__GIVEN REQUEST 1__. Set down the stretch of the passage on "Square Hammer" given below, from "Now let us return" through "very alive song.", with every word and mark unchanged.

__TEXT EXTRACT__.
-*-

Now let us return to “Square Hammer.”

The song “Square Hammer” is a very catchy song, and when I first heard it I found myself bobbing my head along and let every hook catch unto to me. I read somewhere that Ghost were heavily influenced by Iron Maiden and that I think is a fair comparison, the base line gallops like Steve Harris, and two lead/rhythm guitars is arguably the greatest charm of later days Iron Maiden music and is mimicked in nature by the band Ghost. As an intense lover of string instruments, having three guitars filling the sound of the melody and harmony is something I also love. “Square Hammer” is a song I would describe as full and rich, there is very little empty sound in the song, a note or a beat fills every part of the song and is flush at every second from beginning to end, a very alive song.

I did not take particular notice of the lyrics at first few listens but around listen twenty or so I naturally started to memorize the chorus and verses and in that moment I knew just how casually Satanic Ghost was.

“Are you on the square?
Are you on the level?
Are you ready to swear right here, right now,
Before the devil?”

-*-

__RECORDED INFORMATION__.
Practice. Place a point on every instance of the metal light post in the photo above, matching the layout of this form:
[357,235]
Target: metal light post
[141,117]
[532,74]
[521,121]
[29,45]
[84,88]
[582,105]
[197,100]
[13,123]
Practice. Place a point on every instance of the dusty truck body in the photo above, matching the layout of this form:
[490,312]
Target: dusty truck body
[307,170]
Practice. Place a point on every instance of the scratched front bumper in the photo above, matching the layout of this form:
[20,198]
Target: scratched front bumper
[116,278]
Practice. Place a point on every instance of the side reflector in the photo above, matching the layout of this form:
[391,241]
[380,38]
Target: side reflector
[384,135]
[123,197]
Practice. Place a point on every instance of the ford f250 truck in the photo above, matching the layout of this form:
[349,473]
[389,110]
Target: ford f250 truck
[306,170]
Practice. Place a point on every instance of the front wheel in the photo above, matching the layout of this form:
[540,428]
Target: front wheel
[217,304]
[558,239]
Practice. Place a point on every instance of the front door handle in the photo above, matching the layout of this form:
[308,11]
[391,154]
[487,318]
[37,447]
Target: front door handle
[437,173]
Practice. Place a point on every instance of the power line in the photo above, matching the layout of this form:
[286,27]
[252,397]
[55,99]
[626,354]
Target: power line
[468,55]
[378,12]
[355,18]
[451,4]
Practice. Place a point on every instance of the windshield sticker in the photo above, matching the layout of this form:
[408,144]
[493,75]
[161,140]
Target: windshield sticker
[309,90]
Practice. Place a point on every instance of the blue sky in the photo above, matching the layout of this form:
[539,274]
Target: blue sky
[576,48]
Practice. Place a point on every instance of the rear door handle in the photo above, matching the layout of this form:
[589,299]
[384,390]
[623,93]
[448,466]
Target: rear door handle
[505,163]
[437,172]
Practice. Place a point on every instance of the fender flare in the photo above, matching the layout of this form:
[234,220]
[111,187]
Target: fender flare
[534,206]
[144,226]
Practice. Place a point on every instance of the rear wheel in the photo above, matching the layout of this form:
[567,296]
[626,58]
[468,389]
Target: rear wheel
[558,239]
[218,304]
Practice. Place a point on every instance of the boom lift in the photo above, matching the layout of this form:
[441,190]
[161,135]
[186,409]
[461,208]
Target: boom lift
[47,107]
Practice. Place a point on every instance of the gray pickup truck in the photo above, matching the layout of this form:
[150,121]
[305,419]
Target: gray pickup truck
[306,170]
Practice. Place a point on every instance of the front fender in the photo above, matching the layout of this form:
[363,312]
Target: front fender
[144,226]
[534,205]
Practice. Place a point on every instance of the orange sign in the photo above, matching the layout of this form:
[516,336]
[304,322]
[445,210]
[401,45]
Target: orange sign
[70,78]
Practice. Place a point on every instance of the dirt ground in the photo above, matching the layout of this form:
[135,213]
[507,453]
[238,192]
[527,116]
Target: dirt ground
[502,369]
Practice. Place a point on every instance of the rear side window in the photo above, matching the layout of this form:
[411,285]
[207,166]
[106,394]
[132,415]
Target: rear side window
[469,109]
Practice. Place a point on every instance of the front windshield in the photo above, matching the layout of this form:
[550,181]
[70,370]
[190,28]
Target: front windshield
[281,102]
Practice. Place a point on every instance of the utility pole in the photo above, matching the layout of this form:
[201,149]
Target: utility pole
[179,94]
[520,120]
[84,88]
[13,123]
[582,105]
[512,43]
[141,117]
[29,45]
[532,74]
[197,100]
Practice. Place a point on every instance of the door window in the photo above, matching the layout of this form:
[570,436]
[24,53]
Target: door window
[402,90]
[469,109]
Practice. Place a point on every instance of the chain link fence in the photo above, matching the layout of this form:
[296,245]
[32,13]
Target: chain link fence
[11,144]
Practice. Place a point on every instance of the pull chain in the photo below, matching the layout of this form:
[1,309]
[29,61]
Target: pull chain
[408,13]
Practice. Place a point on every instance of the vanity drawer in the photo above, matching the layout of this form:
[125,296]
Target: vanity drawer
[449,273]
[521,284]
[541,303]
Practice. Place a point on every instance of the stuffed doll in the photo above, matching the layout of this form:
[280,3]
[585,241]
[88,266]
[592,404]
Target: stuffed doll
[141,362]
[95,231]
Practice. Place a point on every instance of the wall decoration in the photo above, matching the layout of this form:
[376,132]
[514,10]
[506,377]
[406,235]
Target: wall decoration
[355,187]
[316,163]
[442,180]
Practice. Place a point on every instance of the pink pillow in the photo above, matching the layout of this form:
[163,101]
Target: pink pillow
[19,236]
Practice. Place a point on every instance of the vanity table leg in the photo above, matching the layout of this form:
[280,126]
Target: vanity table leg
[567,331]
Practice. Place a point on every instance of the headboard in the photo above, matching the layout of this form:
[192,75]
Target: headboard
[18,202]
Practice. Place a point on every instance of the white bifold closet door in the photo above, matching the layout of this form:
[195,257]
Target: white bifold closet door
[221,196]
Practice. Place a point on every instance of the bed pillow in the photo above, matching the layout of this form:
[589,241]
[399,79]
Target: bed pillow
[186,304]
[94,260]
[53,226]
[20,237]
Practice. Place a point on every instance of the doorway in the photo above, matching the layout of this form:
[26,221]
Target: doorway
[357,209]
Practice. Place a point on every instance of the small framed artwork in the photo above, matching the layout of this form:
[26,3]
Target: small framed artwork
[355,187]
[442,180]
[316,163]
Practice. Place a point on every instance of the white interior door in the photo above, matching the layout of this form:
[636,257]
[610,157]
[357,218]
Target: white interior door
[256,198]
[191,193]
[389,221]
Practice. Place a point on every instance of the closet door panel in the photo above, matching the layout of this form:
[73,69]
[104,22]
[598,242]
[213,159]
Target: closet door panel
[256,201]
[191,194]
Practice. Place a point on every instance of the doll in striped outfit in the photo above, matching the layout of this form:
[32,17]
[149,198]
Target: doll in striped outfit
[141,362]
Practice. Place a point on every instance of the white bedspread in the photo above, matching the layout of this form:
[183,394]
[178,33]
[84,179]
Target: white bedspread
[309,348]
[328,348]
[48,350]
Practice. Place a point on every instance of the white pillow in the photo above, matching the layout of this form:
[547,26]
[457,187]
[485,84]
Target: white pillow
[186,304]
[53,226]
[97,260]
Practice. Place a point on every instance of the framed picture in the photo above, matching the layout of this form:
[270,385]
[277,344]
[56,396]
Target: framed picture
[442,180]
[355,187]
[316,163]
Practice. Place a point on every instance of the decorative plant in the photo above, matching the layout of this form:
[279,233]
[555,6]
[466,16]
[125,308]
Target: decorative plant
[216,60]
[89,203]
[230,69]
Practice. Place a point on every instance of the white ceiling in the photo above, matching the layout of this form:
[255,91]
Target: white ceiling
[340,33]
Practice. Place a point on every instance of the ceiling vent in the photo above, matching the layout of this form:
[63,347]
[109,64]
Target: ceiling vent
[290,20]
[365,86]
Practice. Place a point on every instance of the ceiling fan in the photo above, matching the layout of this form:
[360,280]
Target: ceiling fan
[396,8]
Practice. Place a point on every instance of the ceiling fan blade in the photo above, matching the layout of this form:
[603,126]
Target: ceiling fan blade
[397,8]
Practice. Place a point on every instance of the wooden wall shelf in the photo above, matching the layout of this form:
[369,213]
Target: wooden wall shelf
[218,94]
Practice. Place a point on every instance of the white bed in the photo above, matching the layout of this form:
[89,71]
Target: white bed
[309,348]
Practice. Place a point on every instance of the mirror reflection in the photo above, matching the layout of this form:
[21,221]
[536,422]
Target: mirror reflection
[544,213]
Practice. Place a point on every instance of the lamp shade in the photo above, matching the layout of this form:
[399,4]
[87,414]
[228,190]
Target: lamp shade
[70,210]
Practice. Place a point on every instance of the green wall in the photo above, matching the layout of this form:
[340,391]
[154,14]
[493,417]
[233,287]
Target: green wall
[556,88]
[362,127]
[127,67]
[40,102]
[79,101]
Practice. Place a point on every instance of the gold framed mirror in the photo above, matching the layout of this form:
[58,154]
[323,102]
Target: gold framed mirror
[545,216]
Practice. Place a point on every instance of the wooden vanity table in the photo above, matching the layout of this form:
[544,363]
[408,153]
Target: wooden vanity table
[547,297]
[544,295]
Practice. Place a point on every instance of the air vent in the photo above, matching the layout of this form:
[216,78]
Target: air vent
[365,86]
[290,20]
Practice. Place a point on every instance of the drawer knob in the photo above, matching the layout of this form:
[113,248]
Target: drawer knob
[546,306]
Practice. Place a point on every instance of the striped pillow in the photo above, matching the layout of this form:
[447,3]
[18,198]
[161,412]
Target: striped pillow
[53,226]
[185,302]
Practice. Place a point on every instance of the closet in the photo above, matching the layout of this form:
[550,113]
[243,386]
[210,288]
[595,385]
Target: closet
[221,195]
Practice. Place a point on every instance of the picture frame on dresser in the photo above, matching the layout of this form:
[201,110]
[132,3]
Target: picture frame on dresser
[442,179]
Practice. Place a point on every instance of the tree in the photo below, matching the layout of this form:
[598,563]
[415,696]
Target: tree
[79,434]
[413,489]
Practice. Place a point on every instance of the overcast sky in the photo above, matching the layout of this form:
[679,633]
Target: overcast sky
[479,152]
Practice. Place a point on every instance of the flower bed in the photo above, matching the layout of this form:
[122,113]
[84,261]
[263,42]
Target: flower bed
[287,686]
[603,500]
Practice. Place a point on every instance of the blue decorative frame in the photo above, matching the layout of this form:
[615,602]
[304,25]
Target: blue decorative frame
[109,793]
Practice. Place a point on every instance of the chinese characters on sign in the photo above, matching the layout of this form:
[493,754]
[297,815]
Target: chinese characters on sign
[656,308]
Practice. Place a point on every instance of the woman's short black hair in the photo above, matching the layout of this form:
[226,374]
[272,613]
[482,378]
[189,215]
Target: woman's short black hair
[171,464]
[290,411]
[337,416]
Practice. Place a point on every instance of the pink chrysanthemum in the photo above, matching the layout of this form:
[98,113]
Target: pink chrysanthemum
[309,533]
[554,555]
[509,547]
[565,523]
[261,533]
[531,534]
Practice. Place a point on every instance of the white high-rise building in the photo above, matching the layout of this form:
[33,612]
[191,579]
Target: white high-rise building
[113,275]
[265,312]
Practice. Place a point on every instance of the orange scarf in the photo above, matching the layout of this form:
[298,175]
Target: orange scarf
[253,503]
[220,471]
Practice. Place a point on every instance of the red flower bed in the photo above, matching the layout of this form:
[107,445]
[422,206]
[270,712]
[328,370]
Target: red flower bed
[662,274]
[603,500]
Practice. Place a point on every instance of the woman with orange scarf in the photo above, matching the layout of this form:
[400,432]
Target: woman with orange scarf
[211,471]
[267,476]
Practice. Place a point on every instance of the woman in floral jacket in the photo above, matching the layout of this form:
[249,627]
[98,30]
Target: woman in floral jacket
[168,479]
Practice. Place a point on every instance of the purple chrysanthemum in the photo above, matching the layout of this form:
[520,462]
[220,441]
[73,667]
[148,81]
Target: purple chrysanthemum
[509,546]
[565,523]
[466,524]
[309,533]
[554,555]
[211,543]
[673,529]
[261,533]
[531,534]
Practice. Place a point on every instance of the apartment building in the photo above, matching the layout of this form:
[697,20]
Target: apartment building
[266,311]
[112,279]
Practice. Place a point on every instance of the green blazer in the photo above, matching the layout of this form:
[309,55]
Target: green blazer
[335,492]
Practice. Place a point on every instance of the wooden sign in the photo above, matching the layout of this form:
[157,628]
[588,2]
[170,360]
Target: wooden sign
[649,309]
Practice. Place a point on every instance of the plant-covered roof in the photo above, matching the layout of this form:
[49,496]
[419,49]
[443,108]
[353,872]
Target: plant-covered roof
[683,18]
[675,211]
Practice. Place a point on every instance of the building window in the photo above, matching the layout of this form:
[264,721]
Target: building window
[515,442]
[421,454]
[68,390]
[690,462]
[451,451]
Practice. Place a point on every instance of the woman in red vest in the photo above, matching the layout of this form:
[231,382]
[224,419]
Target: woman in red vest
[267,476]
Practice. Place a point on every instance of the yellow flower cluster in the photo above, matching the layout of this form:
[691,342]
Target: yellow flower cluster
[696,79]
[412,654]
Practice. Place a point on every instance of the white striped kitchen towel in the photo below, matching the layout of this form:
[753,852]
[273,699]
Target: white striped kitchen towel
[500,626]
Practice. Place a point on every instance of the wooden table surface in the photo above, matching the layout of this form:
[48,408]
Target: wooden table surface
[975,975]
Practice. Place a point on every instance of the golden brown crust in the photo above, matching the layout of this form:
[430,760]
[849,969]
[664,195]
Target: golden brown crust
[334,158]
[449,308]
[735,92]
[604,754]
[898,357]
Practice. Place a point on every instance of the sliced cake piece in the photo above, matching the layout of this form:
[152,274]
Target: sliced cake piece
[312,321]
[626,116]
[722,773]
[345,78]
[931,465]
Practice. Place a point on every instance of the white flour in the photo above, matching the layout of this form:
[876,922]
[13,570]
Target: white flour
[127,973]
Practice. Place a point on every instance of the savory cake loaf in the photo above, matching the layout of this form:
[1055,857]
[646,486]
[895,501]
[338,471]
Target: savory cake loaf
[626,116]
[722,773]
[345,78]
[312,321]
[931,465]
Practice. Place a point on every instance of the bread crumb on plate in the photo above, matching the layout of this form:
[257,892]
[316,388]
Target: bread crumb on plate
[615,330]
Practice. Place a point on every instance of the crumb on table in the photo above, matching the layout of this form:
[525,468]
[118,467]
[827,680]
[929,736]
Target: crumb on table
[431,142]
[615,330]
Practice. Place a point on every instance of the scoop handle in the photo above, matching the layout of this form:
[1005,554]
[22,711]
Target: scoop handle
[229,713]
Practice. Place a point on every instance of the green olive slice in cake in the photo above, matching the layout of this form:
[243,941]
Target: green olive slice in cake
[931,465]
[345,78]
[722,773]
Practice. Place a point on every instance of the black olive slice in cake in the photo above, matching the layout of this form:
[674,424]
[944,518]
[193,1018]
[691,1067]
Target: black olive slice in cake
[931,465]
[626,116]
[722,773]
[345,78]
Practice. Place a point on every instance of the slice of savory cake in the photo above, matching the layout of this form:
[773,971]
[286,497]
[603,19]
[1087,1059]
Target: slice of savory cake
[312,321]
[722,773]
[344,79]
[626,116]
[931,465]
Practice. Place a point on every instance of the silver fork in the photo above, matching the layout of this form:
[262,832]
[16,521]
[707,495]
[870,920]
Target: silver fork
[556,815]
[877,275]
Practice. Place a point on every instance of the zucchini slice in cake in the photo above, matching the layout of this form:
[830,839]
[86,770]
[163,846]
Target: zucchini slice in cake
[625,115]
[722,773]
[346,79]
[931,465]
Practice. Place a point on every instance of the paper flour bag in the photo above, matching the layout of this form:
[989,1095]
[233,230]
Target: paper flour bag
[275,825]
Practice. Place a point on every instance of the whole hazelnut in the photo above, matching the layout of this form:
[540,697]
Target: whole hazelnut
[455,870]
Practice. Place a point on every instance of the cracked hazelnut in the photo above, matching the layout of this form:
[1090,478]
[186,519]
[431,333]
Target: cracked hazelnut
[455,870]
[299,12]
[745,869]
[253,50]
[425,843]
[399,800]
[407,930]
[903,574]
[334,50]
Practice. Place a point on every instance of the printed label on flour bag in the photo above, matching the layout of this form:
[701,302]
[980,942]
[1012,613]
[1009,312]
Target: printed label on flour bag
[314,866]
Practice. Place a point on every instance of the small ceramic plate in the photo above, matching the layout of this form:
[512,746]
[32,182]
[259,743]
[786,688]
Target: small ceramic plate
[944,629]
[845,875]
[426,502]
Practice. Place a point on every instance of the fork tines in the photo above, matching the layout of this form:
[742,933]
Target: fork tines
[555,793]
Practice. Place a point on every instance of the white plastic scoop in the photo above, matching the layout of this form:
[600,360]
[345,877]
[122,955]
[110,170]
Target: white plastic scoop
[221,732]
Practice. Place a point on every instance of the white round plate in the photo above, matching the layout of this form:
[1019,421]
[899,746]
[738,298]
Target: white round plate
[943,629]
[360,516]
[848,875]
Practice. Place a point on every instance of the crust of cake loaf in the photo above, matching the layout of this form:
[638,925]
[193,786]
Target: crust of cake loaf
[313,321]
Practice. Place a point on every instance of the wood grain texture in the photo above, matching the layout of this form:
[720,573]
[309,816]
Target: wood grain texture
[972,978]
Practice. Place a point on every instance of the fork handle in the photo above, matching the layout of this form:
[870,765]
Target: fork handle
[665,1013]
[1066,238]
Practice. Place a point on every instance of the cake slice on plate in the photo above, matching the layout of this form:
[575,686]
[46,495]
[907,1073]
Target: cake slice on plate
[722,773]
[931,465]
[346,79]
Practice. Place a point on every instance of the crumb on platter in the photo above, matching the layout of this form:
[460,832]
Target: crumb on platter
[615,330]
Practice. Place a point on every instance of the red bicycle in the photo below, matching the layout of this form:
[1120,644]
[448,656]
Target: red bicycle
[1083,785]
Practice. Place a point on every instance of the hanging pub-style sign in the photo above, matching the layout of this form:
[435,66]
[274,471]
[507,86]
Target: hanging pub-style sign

-*-

__GIVEN REQUEST 2__. Return each line in the records above that contains the string "bread", copied in full.

__TASK RESPONSE 1__.
Now let us return to “Square Hammer.”

The song “Square Hammer” is a very catchy song, and when I first heard it I found myself bobbing my head along and let every hook catch unto to me. I read somewhere that Ghost were heavily influenced by Iron Maiden and that I think is a fair comparison, the base line gallops like Steve Harris, and two lead/rhythm guitars is arguably the greatest charm of later days Iron Maiden music and is mimicked in nature by the band Ghost. As an intense lover of string instruments, having three guitars filling the sound of the melody and harmony is something I also love. “Square Hammer” is a song I would describe as full and rich, there is very little empty sound in the song, a note or a beat fills every part of the song and is flush at every second from beginning to end, a very alive song.

__TASK RESPONSE 2__.
Practice. Place a point on every instance of the bread crumb on plate in the photo above, matching the layout of this form:
Target: bread crumb on plate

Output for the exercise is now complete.